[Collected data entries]
· · ·

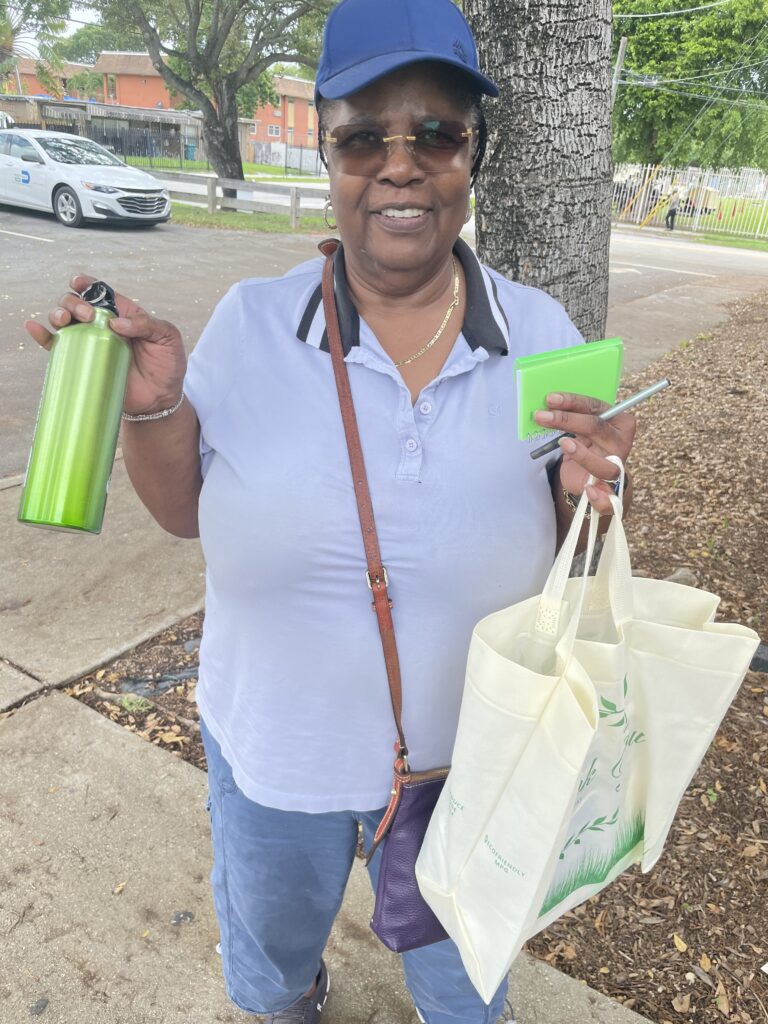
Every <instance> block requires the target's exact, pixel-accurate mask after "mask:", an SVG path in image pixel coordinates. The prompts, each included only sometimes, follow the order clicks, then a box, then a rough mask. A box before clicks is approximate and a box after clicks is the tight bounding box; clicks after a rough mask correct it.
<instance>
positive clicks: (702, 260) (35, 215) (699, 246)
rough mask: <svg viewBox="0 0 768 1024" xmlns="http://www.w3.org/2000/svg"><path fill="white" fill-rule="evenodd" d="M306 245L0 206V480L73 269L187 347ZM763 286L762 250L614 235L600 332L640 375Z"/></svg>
mask: <svg viewBox="0 0 768 1024" xmlns="http://www.w3.org/2000/svg"><path fill="white" fill-rule="evenodd" d="M316 243H317V239H315V238H308V237H299V236H288V234H281V236H272V234H262V233H258V232H253V233H251V232H245V231H225V230H221V231H219V230H212V229H202V228H189V227H182V226H180V225H176V224H174V223H172V222H171V223H168V224H161V225H158V226H157V227H152V228H146V227H127V226H126V227H123V226H122V225H121V226H120V227H111V226H110V227H108V226H106V225H91V226H88V227H86V228H83V229H80V230H73V229H71V228H67V227H63V226H62V225H61V224H59V223H58V222H57V221H55V220H54V219H53V217H52V216H46V215H44V214H39V213H34V212H31V211H26V210H17V209H12V208H10V207H0V327H1V330H0V436H1V437H2V444H0V480H2V478H3V477H8V476H13V475H14V474H17V473H19V472H22V471H23V470H24V466H25V463H26V460H27V455H28V452H29V447H30V442H31V438H32V432H33V428H34V420H35V413H36V410H37V402H38V398H39V394H40V389H41V387H42V381H43V375H44V373H45V362H46V360H45V355H44V353H43V352H42V351H40V350H38V349H37V346H36V345H35V343H34V342H33V341H32V339H31V338H29V336H28V335H27V333H26V332H25V330H24V327H23V322H24V319H26V318H28V317H32V316H36V315H44V314H45V312H46V310H47V309H48V308H50V307H51V305H52V304H53V303H54V302H55V300H56V298H57V296H59V295H60V294H61V293H62V292H65V291H66V290H67V288H68V282H69V280H70V278H71V276H72V275H73V274H74V273H76V272H78V271H82V272H86V273H92V274H94V275H98V276H101V278H103V279H104V280H106V281H108V282H110V283H111V284H113V285H114V286H115V287H116V288H117V289H118V290H120V291H123V292H125V293H127V294H129V295H131V296H132V297H133V298H134V299H137V300H138V301H139V302H140V303H141V304H142V305H143V306H144V307H145V308H147V309H148V310H151V311H153V312H155V313H157V314H158V315H160V316H163V317H164V318H166V319H171V321H173V322H174V323H175V324H176V325H177V326H178V327H179V329H180V330H181V333H182V335H183V337H184V339H185V341H186V343H187V346H188V347H189V348H190V347H191V346H193V345H194V343H195V340H196V339H197V337H198V336H199V334H200V332H201V330H202V329H203V327H204V326H205V324H206V322H207V321H208V318H209V316H210V314H211V311H212V309H213V308H214V306H215V304H216V302H217V301H218V299H219V298H220V297H221V296H222V295H223V294H224V292H226V290H227V289H228V288H229V287H230V285H232V284H233V283H234V282H236V281H240V280H242V279H243V278H251V276H271V275H276V274H282V273H284V272H285V271H286V270H288V269H289V268H291V267H292V266H295V265H296V264H297V263H299V262H301V261H302V260H305V259H308V258H311V256H313V255H314V254H315V253H316ZM767 286H768V253H758V252H755V253H753V252H748V251H741V250H735V249H731V250H727V249H721V248H713V247H708V246H701V245H695V244H692V243H688V242H685V241H683V240H682V239H680V238H678V237H675V238H674V239H666V238H657V237H644V236H643V237H639V236H638V234H636V233H632V232H622V233H618V232H615V233H614V236H613V240H612V243H611V275H610V308H609V314H608V326H607V333H608V334H609V335H613V334H617V335H620V336H621V337H623V338H624V339H625V343H626V346H627V357H626V366H627V368H628V369H629V370H636V369H640V368H641V367H642V366H645V365H647V364H648V362H649V361H651V360H652V359H653V358H655V357H656V356H657V355H658V354H660V353H662V352H663V351H665V350H666V349H667V348H669V347H672V346H673V345H676V344H678V343H679V342H680V341H681V340H683V339H684V338H689V337H691V336H693V335H695V334H696V333H698V332H699V331H702V330H707V329H709V328H710V327H712V326H714V325H715V324H716V323H718V322H719V321H720V319H722V318H724V316H725V310H724V308H723V305H722V303H723V302H724V301H727V300H728V299H731V298H735V297H737V296H738V295H741V294H749V293H751V292H755V291H757V290H758V289H759V288H761V287H762V288H765V287H767Z"/></svg>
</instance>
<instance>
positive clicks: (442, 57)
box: [317, 50, 499, 99]
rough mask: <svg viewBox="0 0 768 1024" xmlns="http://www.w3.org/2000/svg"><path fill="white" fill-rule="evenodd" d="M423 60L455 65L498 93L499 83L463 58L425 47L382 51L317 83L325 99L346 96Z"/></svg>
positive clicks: (487, 86)
mask: <svg viewBox="0 0 768 1024" xmlns="http://www.w3.org/2000/svg"><path fill="white" fill-rule="evenodd" d="M422 61H430V62H433V63H441V65H447V67H450V68H456V69H457V71H460V72H462V74H463V75H465V76H466V78H468V79H469V81H470V82H471V83H473V84H474V85H475V86H476V87H477V91H478V92H482V93H484V94H485V95H486V96H498V95H499V89H498V87H497V86H496V85H495V84H494V83H493V82H492V81H490V79H489V78H485V76H484V75H481V74H480V73H479V72H478V71H474V70H473V69H472V68H468V67H467V66H466V65H465V63H464V61H463V60H459V59H456V60H451V59H449V58H447V57H445V56H444V55H442V54H437V53H425V52H424V51H422V50H411V51H406V52H401V53H381V54H379V55H378V56H375V57H371V59H370V60H364V61H362V62H361V63H358V65H355V66H354V68H349V69H348V70H347V71H342V72H339V74H338V75H334V76H333V77H332V78H329V79H327V80H326V81H325V82H324V83H323V84H322V85H321V86H318V87H317V95H318V96H324V97H325V98H326V99H343V98H344V97H345V96H349V95H351V94H352V93H353V92H359V90H360V89H365V88H366V86H367V85H371V84H372V83H373V82H376V81H377V80H378V79H380V78H383V77H384V76H385V75H388V74H389V73H390V72H392V71H396V70H397V69H398V68H407V67H408V66H409V65H412V63H421V62H422Z"/></svg>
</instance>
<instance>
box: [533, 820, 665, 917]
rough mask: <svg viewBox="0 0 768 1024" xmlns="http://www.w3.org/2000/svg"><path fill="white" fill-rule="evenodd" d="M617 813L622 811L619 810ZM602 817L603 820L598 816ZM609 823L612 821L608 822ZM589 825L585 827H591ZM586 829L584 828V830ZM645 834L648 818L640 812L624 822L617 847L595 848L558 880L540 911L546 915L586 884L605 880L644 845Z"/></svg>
mask: <svg viewBox="0 0 768 1024" xmlns="http://www.w3.org/2000/svg"><path fill="white" fill-rule="evenodd" d="M615 813H616V816H617V815H618V811H616V812H615ZM598 820H599V819H598ZM605 823H606V824H608V822H607V821H606V822H605ZM588 827H589V826H585V828H588ZM584 830H585V829H582V831H584ZM644 833H645V818H644V816H643V815H642V814H637V815H636V816H635V817H634V818H632V819H631V820H630V821H628V822H627V824H625V825H623V826H622V827H621V828H620V830H618V834H617V836H616V841H615V844H614V846H613V849H612V850H610V851H609V852H608V853H599V852H598V851H593V852H592V853H588V854H587V856H586V857H585V858H584V859H583V860H581V861H580V862H579V863H577V864H574V865H573V868H572V869H571V870H570V871H569V872H568V874H566V876H565V878H563V879H560V880H559V881H558V882H556V883H555V884H554V885H553V886H552V888H551V889H550V891H549V892H548V893H547V898H546V899H545V901H544V906H543V907H542V909H541V910H540V911H539V916H540V918H542V916H543V915H544V914H545V913H549V911H550V910H551V909H552V908H553V907H555V906H557V904H558V903H561V902H562V901H563V900H564V899H565V898H566V897H567V896H570V894H571V893H573V892H575V891H577V889H581V888H582V886H595V885H599V884H600V883H601V882H605V880H606V879H607V877H608V874H609V872H610V869H611V868H612V867H613V866H614V865H615V864H617V863H618V862H620V861H622V860H624V858H625V857H626V856H627V855H628V854H629V853H631V852H632V851H633V850H634V849H635V847H637V846H640V845H641V844H642V841H643V835H644ZM574 842H575V841H574Z"/></svg>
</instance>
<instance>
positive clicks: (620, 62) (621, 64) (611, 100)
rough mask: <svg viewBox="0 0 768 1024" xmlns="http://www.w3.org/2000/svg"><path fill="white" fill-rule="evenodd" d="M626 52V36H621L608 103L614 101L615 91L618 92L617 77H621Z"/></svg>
mask: <svg viewBox="0 0 768 1024" xmlns="http://www.w3.org/2000/svg"><path fill="white" fill-rule="evenodd" d="M626 52H627V36H622V41H621V43H620V44H618V56H617V57H616V66H615V68H614V69H613V83H612V85H611V87H610V105H611V106H612V105H613V103H615V101H616V93H617V92H618V79H620V78H621V77H622V68H624V55H625V53H626Z"/></svg>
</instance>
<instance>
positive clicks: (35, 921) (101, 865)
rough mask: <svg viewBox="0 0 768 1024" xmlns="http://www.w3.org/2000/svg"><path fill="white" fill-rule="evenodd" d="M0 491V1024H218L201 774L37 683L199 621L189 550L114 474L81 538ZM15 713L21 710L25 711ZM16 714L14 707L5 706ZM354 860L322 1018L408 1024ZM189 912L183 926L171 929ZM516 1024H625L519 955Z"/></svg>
mask: <svg viewBox="0 0 768 1024" xmlns="http://www.w3.org/2000/svg"><path fill="white" fill-rule="evenodd" d="M19 497H20V479H17V480H15V481H14V480H5V481H3V484H2V485H0V521H2V522H3V523H4V528H3V529H2V530H0V564H1V565H2V567H3V572H2V575H1V577H0V713H2V712H3V711H6V710H7V709H12V708H17V709H18V710H16V711H15V713H13V714H11V715H8V716H3V717H1V718H0V763H2V765H3V768H4V770H3V771H2V772H1V773H0V844H1V848H2V849H3V856H2V858H0V936H2V937H3V951H2V971H1V972H0V1024H20V1022H23V1021H26V1020H29V1019H33V1018H37V1017H40V1019H41V1020H42V1021H45V1022H48V1024H156V1022H157V1024H161V1022H162V1024H208V1022H220V1024H237V1022H241V1021H246V1020H253V1019H254V1018H251V1017H248V1016H247V1015H245V1014H242V1013H240V1012H239V1011H237V1010H236V1009H234V1008H233V1007H232V1006H231V1005H230V1004H229V1002H228V1000H227V998H226V996H225V993H224V989H223V983H222V981H221V975H220V964H219V961H218V957H217V955H216V953H215V944H216V941H217V932H216V925H215V921H214V916H213V910H212V905H211V899H210V893H209V887H208V872H209V837H208V819H207V815H206V813H205V810H204V802H205V795H206V784H207V783H206V776H205V775H204V774H203V773H202V772H200V771H198V770H197V769H195V768H193V767H191V766H190V765H188V764H186V763H185V762H183V761H181V760H180V759H179V758H177V757H175V756H174V755H172V754H169V753H167V752H165V751H162V750H160V749H159V748H157V746H154V745H152V744H151V743H147V742H145V741H144V740H143V739H141V738H139V737H137V736H134V735H131V734H130V733H129V732H128V731H126V730H125V729H123V728H121V727H120V726H118V725H115V724H114V723H112V722H110V721H109V720H106V719H104V718H103V717H101V716H100V715H98V714H97V713H96V712H94V711H92V710H91V709H89V708H87V707H85V706H84V705H81V703H79V702H78V701H77V700H75V699H74V698H71V697H68V696H65V695H63V694H61V693H58V692H55V691H54V692H50V690H51V688H52V687H55V686H60V685H61V684H62V683H65V682H67V681H70V680H72V679H75V678H77V677H79V676H81V675H83V674H85V673H86V672H88V671H90V670H92V669H93V668H95V667H97V666H99V665H101V664H104V663H106V662H109V660H111V659H112V658H114V657H115V656H117V655H118V654H119V653H121V652H123V651H125V650H128V649H130V648H132V647H133V646H135V644H137V643H139V642H141V641H142V640H145V639H147V638H148V637H151V636H154V635H155V634H157V633H158V632H160V631H161V630H162V629H164V628H165V627H166V626H168V625H170V624H172V623H175V622H178V621H179V620H181V618H183V617H185V616H186V615H187V614H190V613H191V612H193V611H196V610H198V609H199V608H200V607H201V606H202V598H203V584H204V578H203V571H204V567H203V561H202V558H201V553H200V546H199V544H198V543H197V542H194V541H193V542H190V541H179V540H176V539H174V538H172V537H169V536H168V535H167V534H164V532H163V530H162V529H160V527H159V526H157V524H156V523H155V522H154V521H153V520H152V518H151V517H150V515H148V513H146V511H145V510H144V509H143V508H142V507H141V505H140V503H139V502H138V500H137V498H136V497H135V495H134V494H133V492H132V489H131V487H130V483H129V481H128V479H127V476H126V473H125V468H124V466H123V463H122V462H121V461H118V462H117V464H116V467H115V472H114V475H113V484H112V489H111V495H110V500H109V504H108V513H106V518H105V522H104V529H103V532H102V535H101V537H100V538H93V537H88V536H72V535H68V534H59V532H56V531H47V530H37V529H33V528H31V527H28V526H23V525H20V524H17V523H16V522H15V514H16V508H17V505H18V501H19ZM25 701H26V702H25ZM22 706H23V707H22ZM371 909H372V894H371V891H370V886H369V883H368V878H367V874H366V872H365V870H362V869H361V868H360V867H359V865H356V866H355V869H354V870H353V872H352V877H351V879H350V883H349V886H348V889H347V894H346V898H345V903H344V906H343V909H342V912H341V914H340V916H339V919H338V922H337V924H336V927H335V929H334V932H333V934H332V937H331V940H330V944H329V948H328V959H329V964H330V967H331V970H332V972H333V993H332V997H331V998H330V1000H329V1007H328V1012H327V1014H326V1015H325V1016H324V1020H326V1019H327V1021H328V1024H416V1021H417V1018H416V1015H415V1013H414V1011H413V1008H412V1005H411V1001H410V998H409V995H408V993H407V991H406V988H404V985H403V983H402V977H401V972H400V967H399V958H398V957H397V956H395V955H393V954H391V953H389V952H388V951H387V950H386V949H385V948H384V947H383V946H382V945H381V944H380V943H379V942H378V941H377V940H376V939H375V938H374V936H373V934H372V933H371V931H370V929H369V921H370V918H371ZM190 915H191V916H190ZM511 998H512V1002H513V1006H514V1007H515V1010H516V1013H517V1019H518V1022H519V1024H541V1022H543V1021H546V1022H547V1024H573V1022H574V1021H579V1022H582V1024H583V1022H590V1021H595V1022H600V1024H632V1022H633V1021H634V1022H635V1024H640V1022H641V1021H642V1019H641V1018H639V1017H638V1016H637V1015H635V1014H633V1013H631V1012H629V1011H626V1010H625V1009H624V1008H622V1007H621V1006H618V1005H617V1004H615V1002H613V1001H612V1000H610V999H607V998H605V997H604V996H602V995H599V994H598V993H596V992H594V991H592V990H591V989H589V988H588V987H587V986H586V985H581V984H578V983H575V982H573V981H572V980H570V979H568V978H566V977H565V976H564V975H561V974H559V973H558V972H557V971H554V970H552V969H551V968H549V967H547V966H546V965H544V964H540V963H537V962H534V961H531V959H530V958H528V957H526V956H521V957H519V958H518V961H517V963H516V964H515V968H514V970H513V972H512V981H511Z"/></svg>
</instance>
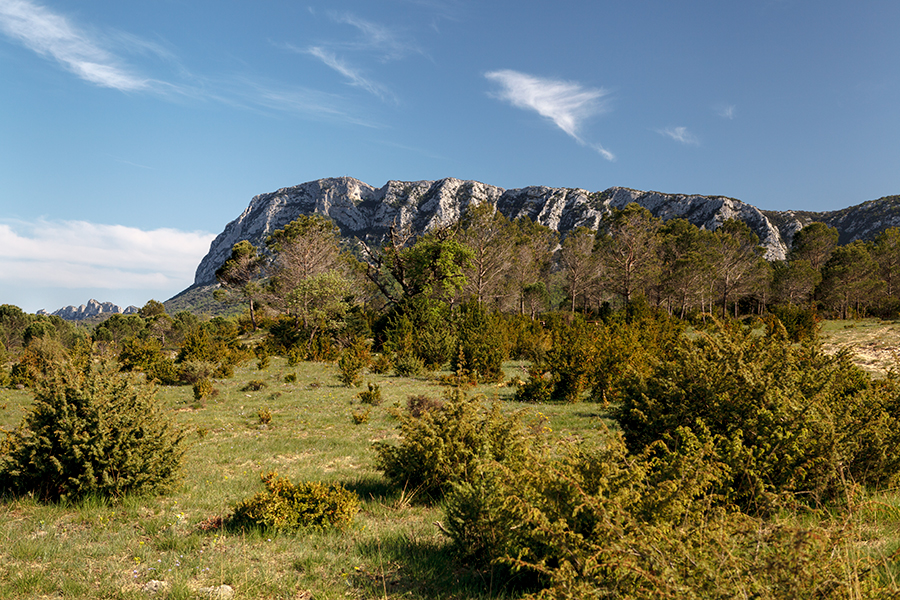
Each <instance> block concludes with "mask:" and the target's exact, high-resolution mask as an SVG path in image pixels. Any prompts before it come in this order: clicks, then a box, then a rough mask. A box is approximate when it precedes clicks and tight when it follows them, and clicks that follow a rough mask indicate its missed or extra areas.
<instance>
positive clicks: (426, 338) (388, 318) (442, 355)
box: [384, 298, 456, 371]
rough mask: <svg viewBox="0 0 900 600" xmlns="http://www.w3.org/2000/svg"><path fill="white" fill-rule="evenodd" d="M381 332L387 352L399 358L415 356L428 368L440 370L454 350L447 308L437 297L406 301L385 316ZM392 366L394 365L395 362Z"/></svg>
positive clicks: (403, 358) (423, 367) (452, 339)
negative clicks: (382, 330)
mask: <svg viewBox="0 0 900 600" xmlns="http://www.w3.org/2000/svg"><path fill="white" fill-rule="evenodd" d="M384 335H385V342H384V350H385V351H386V352H388V353H390V354H391V355H393V356H394V357H396V358H399V359H400V360H412V357H415V358H417V359H418V360H419V361H421V362H422V364H423V370H427V371H434V370H437V369H440V368H441V367H442V366H443V365H445V364H446V363H447V362H449V361H450V359H451V358H452V357H453V353H454V350H455V349H456V332H455V330H454V328H453V326H452V315H451V310H450V307H449V306H448V305H447V304H445V303H443V302H440V301H436V300H427V299H424V298H416V299H410V300H407V301H405V302H404V303H403V304H402V306H400V307H398V309H397V312H396V313H394V314H393V315H391V316H390V317H388V325H387V327H386V328H385V331H384ZM407 357H409V359H407ZM394 368H395V369H396V368H397V365H396V364H395V365H394ZM400 368H401V369H403V368H404V367H403V366H401V367H400Z"/></svg>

· · ·

> _What you should do_:
Format the lines from the start of the entries through the line containing "positive clicks: (702, 260)" as a Markdown table with the columns No. and Text, numbering each row, skipping blank lines, and leaving out the pictures.

> _Result of this task_:
| No. | Text |
|---|---|
| 1 | Every <instance> block requires the target's exact, pixel-accurate mask after "mask:", an SVG path in image pixel coordinates. The prompts, each included only sometimes, follow the order clicks, then a box, then a rough mask. A box before clicks is approximate and a box after clicks is the tight bounding box; clicks after a rough mask correct it. |
| 2 | <instance> |
| 3 | positive clicks: (702, 260) (35, 215) (699, 246) |